PROBLEM DETAILS:
Please rewrite everything from the line containing "Target: deer's head" down through the end of the rows, changing "marker" to "dot" and keeping all else the same. Return only those lines.

____________________

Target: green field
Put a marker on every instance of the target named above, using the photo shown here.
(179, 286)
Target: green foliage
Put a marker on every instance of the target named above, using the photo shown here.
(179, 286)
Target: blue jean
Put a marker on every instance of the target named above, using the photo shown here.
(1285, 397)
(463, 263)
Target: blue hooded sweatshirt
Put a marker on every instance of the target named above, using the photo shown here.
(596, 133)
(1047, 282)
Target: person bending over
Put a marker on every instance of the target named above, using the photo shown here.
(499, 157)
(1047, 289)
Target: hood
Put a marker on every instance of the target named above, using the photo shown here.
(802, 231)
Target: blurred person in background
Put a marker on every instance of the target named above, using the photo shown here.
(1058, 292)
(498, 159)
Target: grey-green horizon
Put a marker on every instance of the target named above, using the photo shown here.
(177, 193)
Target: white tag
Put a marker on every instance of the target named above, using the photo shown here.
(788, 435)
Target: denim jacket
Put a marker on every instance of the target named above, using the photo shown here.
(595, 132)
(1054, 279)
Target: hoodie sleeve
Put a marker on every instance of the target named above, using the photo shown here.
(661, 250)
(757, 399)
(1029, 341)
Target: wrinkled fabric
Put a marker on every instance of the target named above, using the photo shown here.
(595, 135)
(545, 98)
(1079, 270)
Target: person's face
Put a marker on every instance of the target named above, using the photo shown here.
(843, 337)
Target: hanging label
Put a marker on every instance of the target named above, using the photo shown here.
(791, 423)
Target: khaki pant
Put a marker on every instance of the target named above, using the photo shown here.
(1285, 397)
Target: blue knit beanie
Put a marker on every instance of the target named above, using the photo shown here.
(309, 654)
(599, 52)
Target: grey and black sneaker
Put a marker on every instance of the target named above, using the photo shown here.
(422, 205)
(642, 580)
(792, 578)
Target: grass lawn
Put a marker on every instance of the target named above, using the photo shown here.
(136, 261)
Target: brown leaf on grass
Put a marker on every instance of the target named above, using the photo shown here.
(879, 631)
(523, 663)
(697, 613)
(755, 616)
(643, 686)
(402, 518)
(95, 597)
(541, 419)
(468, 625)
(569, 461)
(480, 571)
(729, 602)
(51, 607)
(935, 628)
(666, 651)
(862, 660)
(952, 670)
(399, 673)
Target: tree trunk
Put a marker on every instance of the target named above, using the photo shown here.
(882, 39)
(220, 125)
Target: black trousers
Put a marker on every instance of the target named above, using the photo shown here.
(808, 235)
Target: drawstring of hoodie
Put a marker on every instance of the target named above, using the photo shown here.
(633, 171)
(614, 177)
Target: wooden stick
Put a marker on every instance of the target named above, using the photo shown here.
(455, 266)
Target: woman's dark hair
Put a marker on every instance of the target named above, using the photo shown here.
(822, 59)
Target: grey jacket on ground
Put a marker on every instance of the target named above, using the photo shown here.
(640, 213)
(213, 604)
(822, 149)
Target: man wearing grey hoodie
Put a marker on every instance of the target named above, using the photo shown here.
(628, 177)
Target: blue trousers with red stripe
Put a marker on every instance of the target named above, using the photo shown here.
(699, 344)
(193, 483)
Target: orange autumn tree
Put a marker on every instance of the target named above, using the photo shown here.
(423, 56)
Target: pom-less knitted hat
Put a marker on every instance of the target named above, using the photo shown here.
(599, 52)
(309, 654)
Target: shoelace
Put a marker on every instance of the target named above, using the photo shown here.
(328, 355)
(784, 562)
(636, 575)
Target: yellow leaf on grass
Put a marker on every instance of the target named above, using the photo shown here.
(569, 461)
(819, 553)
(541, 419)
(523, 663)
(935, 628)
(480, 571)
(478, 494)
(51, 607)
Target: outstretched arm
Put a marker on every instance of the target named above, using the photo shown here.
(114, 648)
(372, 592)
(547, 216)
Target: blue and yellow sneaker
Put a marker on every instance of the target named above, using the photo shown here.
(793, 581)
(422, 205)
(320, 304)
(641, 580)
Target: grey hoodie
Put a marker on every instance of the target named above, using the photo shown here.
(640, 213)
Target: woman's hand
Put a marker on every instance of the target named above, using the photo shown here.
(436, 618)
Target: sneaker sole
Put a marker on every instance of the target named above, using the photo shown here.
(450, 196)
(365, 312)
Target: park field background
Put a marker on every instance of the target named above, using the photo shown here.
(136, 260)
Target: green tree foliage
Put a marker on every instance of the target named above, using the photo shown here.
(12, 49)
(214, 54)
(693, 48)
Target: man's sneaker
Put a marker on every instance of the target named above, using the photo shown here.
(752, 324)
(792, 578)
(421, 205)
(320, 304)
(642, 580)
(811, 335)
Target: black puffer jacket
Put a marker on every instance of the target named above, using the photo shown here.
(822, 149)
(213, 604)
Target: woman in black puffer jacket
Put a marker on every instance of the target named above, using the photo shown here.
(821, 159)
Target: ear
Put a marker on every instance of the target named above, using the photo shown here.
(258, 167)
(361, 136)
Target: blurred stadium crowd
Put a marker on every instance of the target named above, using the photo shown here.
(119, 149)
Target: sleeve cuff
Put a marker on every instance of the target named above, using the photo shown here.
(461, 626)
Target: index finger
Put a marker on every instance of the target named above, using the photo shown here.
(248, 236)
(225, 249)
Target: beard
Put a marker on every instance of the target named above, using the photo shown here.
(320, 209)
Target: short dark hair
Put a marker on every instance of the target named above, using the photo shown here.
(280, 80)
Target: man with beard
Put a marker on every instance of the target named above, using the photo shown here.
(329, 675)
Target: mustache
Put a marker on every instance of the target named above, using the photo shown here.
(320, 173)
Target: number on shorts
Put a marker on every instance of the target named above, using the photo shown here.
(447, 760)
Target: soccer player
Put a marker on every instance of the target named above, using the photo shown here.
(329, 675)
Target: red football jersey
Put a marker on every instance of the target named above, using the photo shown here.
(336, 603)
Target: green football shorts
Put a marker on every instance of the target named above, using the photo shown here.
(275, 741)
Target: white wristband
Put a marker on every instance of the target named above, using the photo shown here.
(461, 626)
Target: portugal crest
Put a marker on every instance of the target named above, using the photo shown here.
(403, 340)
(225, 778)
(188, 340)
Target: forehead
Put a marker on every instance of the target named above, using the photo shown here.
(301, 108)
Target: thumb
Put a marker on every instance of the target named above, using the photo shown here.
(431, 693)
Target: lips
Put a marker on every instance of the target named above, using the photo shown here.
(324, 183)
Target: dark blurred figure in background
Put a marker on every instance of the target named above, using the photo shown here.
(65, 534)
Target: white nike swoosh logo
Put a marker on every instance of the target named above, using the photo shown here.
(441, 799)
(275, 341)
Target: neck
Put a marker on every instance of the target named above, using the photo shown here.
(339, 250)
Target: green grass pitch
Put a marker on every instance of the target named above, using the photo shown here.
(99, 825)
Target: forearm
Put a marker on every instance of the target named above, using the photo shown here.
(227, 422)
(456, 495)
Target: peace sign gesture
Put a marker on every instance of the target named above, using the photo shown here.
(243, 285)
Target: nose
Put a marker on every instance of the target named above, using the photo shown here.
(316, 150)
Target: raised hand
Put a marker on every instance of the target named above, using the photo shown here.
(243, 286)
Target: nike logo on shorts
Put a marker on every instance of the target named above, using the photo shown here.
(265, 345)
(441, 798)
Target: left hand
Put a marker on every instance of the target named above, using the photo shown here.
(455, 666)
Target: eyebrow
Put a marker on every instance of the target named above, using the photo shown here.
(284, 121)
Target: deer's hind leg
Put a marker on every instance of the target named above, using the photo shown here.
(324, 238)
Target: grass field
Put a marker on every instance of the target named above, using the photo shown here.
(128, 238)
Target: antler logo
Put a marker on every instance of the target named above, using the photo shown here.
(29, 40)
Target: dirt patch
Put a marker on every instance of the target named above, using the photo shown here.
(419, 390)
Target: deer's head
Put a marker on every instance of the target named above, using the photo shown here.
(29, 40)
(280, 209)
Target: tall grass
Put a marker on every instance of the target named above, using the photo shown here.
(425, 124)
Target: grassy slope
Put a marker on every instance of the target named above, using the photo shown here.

____________________

WRITTEN RESPONSE:
Target: deer's head
Put a dot on every instance of the target named above, using the photo shown here.
(29, 40)
(280, 209)
Target: tall grass
Put a dot on every instance of the target named above, using the photo shown here.
(425, 124)
Target: grassy slope
Put a dot on every instance of the target named above, using the photo shown here.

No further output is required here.